Start of Block

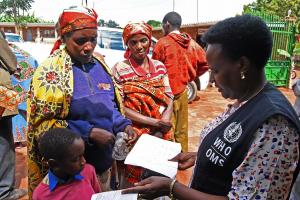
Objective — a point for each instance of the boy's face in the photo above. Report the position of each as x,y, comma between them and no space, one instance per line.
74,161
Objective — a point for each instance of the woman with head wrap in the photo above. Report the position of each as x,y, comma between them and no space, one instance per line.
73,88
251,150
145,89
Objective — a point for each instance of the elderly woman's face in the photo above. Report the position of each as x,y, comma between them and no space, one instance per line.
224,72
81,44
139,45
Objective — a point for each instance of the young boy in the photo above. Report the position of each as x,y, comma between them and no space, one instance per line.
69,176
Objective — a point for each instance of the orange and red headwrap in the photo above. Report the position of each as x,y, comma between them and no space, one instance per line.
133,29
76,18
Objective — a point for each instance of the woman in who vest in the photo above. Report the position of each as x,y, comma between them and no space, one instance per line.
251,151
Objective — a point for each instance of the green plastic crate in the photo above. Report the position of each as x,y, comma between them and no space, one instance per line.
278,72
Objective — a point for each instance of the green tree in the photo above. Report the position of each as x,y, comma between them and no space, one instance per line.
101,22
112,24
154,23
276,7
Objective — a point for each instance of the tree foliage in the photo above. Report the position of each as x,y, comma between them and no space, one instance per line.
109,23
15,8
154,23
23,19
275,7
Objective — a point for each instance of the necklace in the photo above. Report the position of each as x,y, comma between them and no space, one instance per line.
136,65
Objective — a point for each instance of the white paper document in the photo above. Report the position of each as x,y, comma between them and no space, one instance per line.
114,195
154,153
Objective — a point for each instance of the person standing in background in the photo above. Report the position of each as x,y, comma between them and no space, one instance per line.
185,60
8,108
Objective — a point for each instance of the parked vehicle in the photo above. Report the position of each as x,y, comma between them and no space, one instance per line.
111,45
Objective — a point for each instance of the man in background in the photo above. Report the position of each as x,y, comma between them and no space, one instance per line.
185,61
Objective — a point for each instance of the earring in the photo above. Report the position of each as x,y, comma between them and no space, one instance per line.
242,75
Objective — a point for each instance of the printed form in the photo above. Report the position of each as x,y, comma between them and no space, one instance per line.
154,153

End of Block

With the images removed, give back every entry exactly as shown.

**Expected answer**
Objective — a point for each instance of the boy's face in the photo above. Report the position of each as x,y, comma between them and no space, one instance per line.
74,161
Objective — a point for each instance of the woman with head wrap in the photo above. Report the position of each as x,y, comma between them and no space, one instance per line.
73,88
251,150
145,89
Objective — a point for each instance of the elderly woman's face in the photo above. Report the position of each as x,y, comma between them and no space, one instance per line.
224,72
81,44
139,45
Objective — a point for each instance of the young boy in the photo above. Report the position of each as x,y, comma between them and no space, one instance per line.
69,176
Objective — a point for each instance of the orange and red headwrap in the photo above. Report the position of each as x,y, comma between them and no space, one instance per line.
133,29
76,18
Objective — a point for each instance of the woman in who vest in the photo above. Report the position of each as x,y, comma between them and no space, one instance per line.
251,151
Objective — a point for each instance of the green plastic crate in the photo above. Report the position of each as x,y, comma between them and no space, one instance per line.
278,72
Objective — a point for each instance of the green tree in the photo above. Report the position of each as x,y, comma between them and no space, one instance per line.
101,22
112,24
154,23
276,7
Objective — a point for each instance of the tree foliage in the photo above. Report the position of each as x,y, comma between them and no space, one instance per line.
109,23
15,8
154,23
23,19
275,7
Objective — a point for each instance of the necklace in the photo above. Report the position of each as x,y, comma between them and no space, one instance per line.
136,65
Objective — a point for each instance of the white paper document in the photo above. Report the position of each as x,y, comma between them and no space, one instance per line.
114,195
154,153
Objective — a point for each instance of the person standing in background in the photo above. Report the position of each as x,y, comma between them and no space, one instance per line.
185,60
8,108
Objective — a point for each instance of the parked vehicle in the photo above. Report the position of each as x,y, comma between them and no space, one instance per line.
111,45
Objective — a point for each instance of the man in background in the photo above. Report the position of each as x,y, comma between them and no space, one instance per line.
185,61
Objective — a point for each instance of the earring in the photo above. Report the position of each as x,y, comma between them and no space, one instance per line.
242,75
Objective — a point for each instance of the printed form in the photo above. Report the position of each as x,y, comma between them and no space, one instance per line.
154,153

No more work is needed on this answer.